Problems to work on:
a – Do these statements agree with the benchmarks page? (i) Every benchmark is compiled with -OReleaseFast. (ii) The bench_run_all binary writes a bench/results.json file. (iii) Running zig build bench places the benchmarks in zig-out/lib/. For each, answer yes or no and quote the deciding words of the page.
b – Rework everything in the benchmarks page from "ZigBolt ships a" down to "for maximum optimization.", putting "circular buffer" wherever "ring buffer" appears.

* Start Supplied passage *

Benchmarks

This document describes the benchmark methodology, how to run each benchmark, and the target performance numbers.

Overview

ZigBolt ships a comprehensive benchmark suite covering latency, throughput, codec performance, and data structure operations:

Benchmark	Binary	What it Measures
Ping-Pong	`bench_ping_pong`	IPC round-trip latency (RTT)
Throughput	`bench_throughput`	IPC single-direction message rate
UDP RTT	`bench_udp_rtt`	UDP loopback round-trip latency
Codec Throughput	`bench_codec_throughput`	WireCodec encode/decode rate (single + batch)
SPSC Latency	`bench_spsc_latency`	SPSC ring buffer write/read latency
MPSC Latency	`bench_mpsc_latency`	MPSC ring buffer contention latency
LogBuffer Throughput	`bench_logbuffer_throughput`	LogBuffer claim/commit/read rate
IPC Multi-Size	`bench_ipc_multisize`	IPC latency across message sizes
Full Suite	`bench_run_all`	All-in-one suite with JSON output

All benchmarks are compiled with -OReleaseFast for maximum optimization.

Building

zig build bench

This compiles all benchmarks and places them in zig-out/bin/.

To build individually:

zig build && ./zig-out/bin/bench_ping_pong
zig build && ./zig-out/bin/bench_throughput
zig build && ./zig-out/bin/bench_udp_rtt
zig build && ./zig-out/bin/bench_codec_throughput
zig build && ./zig-out/bin/bench_spsc_latency
zig build && ./zig-out/bin/bench_mpsc_latency
zig build && ./zig-out/bin/bench_logbuffer_throughput
zig build && ./zig-out/bin/bench_ipc_multisize
zig build && ./zig-out/bin/bench_run_all

The bench_run_all binary runs all benchmarks in sequence and outputs a summary table plus a bench/results.json file for CI integration.

* End Supplied passage *
* Start Extracted entries *

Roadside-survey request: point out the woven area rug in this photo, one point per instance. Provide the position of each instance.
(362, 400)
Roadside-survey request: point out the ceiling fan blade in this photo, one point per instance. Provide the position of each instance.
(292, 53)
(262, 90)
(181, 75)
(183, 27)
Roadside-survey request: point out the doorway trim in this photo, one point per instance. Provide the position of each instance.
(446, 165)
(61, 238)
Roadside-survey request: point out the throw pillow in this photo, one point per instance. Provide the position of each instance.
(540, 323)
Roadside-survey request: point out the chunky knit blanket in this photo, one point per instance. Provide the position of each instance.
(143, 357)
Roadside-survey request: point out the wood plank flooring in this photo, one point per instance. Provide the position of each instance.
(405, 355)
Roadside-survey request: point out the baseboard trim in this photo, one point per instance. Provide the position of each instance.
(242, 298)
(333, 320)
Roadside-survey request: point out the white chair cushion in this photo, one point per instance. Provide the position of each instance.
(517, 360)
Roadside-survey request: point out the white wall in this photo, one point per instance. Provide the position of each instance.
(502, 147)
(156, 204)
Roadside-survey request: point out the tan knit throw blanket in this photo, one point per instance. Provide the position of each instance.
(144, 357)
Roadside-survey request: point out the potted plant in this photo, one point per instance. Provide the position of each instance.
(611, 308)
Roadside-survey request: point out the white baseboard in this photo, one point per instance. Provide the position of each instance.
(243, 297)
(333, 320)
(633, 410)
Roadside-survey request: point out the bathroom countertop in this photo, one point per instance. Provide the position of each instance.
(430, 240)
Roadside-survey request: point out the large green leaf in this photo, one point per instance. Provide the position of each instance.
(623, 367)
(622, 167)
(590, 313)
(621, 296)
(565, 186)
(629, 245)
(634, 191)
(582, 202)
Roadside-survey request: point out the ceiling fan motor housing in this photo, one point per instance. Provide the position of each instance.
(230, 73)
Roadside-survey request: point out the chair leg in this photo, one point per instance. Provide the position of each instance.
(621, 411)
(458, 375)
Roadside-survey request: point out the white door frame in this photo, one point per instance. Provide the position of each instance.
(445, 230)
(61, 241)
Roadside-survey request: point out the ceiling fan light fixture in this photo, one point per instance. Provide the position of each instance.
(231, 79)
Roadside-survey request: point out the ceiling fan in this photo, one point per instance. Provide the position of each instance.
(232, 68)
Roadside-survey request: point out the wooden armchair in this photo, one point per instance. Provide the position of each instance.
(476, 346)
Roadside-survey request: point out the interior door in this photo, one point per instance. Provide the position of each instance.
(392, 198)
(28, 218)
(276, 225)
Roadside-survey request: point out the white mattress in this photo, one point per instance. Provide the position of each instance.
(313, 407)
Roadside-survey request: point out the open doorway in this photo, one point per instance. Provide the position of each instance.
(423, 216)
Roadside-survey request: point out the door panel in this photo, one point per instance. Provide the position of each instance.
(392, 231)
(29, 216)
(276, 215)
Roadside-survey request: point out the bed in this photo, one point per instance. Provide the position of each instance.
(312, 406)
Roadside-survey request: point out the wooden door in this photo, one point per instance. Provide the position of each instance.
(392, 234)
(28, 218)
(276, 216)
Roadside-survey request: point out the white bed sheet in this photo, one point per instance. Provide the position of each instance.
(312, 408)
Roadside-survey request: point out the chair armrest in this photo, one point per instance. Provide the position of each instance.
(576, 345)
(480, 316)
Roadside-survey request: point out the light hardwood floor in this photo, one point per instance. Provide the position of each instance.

* End Extracted entries *
* Start Extracted entries *

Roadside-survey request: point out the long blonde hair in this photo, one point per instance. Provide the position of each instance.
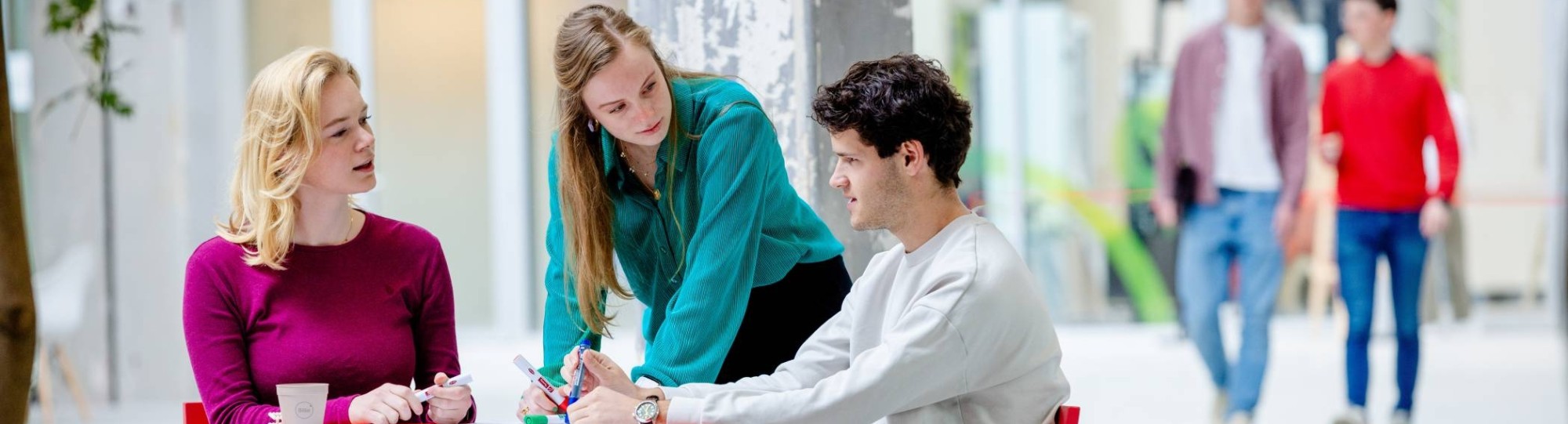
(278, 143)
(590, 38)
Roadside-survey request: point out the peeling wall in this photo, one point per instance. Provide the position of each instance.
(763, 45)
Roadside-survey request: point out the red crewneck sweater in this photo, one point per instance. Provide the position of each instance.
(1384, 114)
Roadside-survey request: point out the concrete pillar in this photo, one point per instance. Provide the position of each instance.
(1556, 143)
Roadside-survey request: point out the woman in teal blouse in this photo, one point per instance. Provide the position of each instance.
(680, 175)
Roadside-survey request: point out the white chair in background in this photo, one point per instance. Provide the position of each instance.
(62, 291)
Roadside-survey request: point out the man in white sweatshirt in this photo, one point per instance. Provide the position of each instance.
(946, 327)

* End Extracted entries *
* Start Extracted entries *

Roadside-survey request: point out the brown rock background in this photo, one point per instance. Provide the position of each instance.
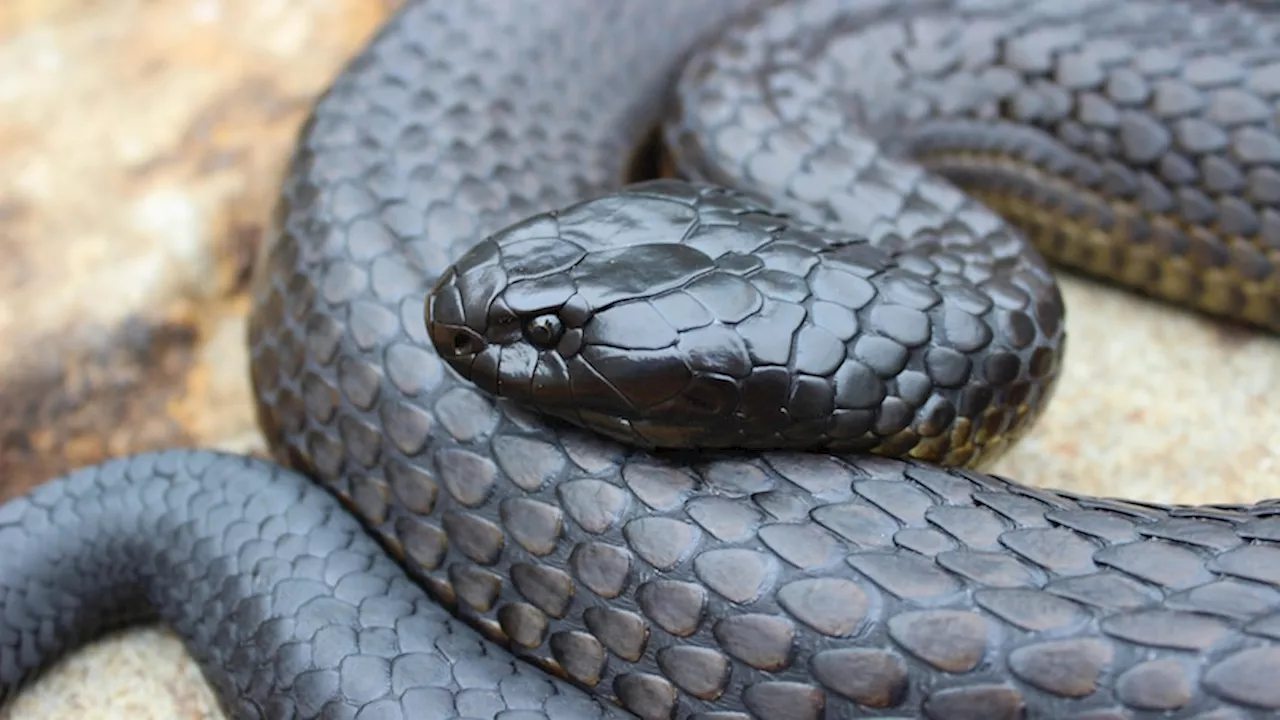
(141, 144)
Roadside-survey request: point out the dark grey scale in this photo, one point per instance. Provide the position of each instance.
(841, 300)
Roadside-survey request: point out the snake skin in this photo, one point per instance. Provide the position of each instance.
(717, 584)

* End Extracted entries *

Full answers:
a –
(i) Yes: "All benchmarks are compiled with -OReleaseFast for maximum optimization."
(ii) Yes: "outputs a summary table plus a bench/results.json file for CI integration."
(iii) No: "This compiles all benchmarks and places them in zig-out/bin/."

b –
ZigBolt ships a comprehensive benchmark suite covering latency, throughput, codec performance, and data structure operations:

Benchmark	Binary	What it Measures
Ping-Pong	`bench_ping_pong`	IPC round-trip latency (RTT)
Throughput	`bench_throughput`	IPC single-direction message rate
UDP RTT	`bench_udp_rtt`	UDP loopback round-trip latency
Codec Throughput	`bench_codec_throughput`	WireCodec encode/decode rate (single + batch)
SPSC Latency	`bench_spsc_latency`	SPSC circular buffer write/read latency
MPSC Latency	`bench_mpsc_latency`	MPSC circular buffer contention latency
LogBuffer Throughput	`bench_logbuffer_throughput`	LogBuffer claim/commit/read rate
IPC Multi-Size	`bench_ipc_multisize`	IPC latency across message sizes
Full Suite	`bench_run_all`	All-in-one suite with JSON output

All benchmarks are compiled with -OReleaseFast for maximum optimization.